- **EXERCISE REQUIREMENTS**
Replace "locate every occurrence of" with "find all instances of" in the listing, from its first line up to and including the line with "[0,48,17,66]". Reproduce those lines with everything else unchanged.

- **Records**
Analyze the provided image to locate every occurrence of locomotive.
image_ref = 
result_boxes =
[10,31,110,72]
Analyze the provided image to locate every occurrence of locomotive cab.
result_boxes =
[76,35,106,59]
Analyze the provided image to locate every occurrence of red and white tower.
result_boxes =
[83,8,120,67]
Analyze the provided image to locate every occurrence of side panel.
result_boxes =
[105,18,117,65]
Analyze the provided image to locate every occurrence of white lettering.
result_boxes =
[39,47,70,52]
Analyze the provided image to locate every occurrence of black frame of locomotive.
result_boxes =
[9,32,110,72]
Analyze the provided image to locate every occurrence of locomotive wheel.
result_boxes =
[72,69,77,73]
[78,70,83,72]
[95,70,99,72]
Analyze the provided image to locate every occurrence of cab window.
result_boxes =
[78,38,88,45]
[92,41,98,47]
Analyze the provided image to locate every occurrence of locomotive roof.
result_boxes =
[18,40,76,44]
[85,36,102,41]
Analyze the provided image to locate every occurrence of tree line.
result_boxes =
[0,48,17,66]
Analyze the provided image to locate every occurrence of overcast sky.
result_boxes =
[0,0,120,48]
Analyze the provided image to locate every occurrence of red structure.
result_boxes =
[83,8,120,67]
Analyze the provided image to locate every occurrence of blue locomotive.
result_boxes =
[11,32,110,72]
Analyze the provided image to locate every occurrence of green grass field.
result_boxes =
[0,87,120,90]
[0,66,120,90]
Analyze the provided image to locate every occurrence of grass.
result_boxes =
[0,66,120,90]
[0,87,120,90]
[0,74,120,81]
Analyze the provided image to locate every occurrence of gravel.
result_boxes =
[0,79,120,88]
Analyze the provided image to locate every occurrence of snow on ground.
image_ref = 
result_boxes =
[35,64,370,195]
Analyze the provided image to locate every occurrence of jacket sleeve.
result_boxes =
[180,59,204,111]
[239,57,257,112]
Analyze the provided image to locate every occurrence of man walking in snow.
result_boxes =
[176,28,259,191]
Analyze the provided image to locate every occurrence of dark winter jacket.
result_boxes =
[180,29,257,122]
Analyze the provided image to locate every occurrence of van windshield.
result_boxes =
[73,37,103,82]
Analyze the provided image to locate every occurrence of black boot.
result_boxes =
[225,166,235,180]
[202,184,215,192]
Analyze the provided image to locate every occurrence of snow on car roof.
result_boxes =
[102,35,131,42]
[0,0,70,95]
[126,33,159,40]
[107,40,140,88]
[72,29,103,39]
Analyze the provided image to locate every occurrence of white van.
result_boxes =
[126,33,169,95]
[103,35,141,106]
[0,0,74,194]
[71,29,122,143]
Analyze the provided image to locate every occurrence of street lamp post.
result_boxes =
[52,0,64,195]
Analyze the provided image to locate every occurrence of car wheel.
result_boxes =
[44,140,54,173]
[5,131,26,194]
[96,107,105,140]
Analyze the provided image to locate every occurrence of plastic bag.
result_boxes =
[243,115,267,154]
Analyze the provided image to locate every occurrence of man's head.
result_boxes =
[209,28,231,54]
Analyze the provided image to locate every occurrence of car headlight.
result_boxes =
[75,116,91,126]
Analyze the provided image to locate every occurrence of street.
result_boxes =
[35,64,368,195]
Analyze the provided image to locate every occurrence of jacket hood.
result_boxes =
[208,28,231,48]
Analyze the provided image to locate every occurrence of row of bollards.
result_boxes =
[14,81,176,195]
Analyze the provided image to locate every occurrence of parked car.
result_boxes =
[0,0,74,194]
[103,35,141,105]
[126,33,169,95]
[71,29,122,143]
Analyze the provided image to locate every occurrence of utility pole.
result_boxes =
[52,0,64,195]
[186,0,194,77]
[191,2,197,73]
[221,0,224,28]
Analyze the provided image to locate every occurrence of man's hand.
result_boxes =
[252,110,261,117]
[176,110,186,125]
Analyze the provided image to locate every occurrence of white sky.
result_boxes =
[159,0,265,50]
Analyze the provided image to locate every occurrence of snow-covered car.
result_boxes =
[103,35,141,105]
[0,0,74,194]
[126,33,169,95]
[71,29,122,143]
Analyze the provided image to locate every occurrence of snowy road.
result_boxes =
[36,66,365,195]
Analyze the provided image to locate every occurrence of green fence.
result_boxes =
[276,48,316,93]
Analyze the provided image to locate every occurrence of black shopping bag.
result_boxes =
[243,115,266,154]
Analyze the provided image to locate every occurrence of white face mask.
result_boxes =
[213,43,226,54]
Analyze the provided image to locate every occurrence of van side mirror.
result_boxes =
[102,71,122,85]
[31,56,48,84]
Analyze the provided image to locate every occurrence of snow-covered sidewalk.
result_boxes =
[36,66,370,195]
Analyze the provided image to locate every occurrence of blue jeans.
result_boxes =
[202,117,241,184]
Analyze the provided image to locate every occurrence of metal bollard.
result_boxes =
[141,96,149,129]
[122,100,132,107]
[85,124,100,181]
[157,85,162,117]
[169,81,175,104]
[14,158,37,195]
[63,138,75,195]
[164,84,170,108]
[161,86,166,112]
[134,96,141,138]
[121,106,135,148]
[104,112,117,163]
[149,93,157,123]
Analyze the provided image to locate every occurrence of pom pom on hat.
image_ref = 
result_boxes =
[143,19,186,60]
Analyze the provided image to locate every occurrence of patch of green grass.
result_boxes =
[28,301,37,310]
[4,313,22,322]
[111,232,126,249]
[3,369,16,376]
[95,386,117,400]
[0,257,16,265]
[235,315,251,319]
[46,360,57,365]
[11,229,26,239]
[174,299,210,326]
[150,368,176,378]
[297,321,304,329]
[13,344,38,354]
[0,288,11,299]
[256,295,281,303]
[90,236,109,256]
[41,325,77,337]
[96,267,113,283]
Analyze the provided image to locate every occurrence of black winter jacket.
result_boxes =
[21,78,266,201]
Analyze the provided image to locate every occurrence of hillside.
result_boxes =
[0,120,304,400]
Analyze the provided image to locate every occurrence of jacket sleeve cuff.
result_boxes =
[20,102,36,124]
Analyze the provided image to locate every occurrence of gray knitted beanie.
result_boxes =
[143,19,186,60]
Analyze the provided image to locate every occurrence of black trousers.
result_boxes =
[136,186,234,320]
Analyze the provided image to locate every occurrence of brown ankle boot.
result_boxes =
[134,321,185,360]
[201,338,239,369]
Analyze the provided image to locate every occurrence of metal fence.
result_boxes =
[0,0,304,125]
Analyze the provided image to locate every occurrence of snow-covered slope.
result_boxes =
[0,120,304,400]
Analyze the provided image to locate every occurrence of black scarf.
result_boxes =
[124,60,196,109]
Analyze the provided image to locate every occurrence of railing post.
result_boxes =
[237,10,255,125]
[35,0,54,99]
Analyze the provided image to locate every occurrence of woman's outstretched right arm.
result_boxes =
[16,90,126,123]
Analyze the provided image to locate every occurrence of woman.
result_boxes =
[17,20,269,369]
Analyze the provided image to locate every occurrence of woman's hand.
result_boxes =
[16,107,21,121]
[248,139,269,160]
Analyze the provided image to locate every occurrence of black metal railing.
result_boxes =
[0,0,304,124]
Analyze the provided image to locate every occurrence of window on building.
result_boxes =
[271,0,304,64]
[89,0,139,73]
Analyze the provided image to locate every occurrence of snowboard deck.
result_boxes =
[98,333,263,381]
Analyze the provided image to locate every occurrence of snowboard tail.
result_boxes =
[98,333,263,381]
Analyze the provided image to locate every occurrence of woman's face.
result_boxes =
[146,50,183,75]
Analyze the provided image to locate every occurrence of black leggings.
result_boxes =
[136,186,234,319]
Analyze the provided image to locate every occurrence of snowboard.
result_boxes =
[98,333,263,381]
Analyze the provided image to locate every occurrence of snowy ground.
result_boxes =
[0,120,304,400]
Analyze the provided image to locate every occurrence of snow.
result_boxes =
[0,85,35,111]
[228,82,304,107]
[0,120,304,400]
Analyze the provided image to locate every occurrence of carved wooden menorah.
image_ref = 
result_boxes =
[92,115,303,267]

- **REPLY**
Analyze the provided image to find all instances of locomotive.
image_ref = 
result_boxes =
[10,31,110,72]
Analyze the provided image to find all instances of locomotive cab.
result_boxes =
[76,35,106,59]
Analyze the provided image to find all instances of red and white tower.
result_boxes =
[83,8,120,67]
Analyze the provided image to find all instances of side panel.
result_boxes =
[105,18,117,65]
Analyze the provided image to find all instances of white lettering.
result_boxes =
[39,47,70,52]
Analyze the provided image to find all instances of black frame of locomotive.
result_boxes =
[9,32,110,72]
Analyze the provided image to find all instances of locomotive wheel.
result_boxes =
[72,69,77,73]
[78,70,83,72]
[95,70,99,72]
Analyze the provided image to find all instances of cab window.
result_boxes =
[78,38,88,45]
[92,41,98,47]
Analyze the provided image to find all instances of locomotive roof.
result_boxes =
[18,40,76,44]
[85,36,102,41]
Analyze the provided image to find all instances of tree line.
result_boxes =
[0,48,17,66]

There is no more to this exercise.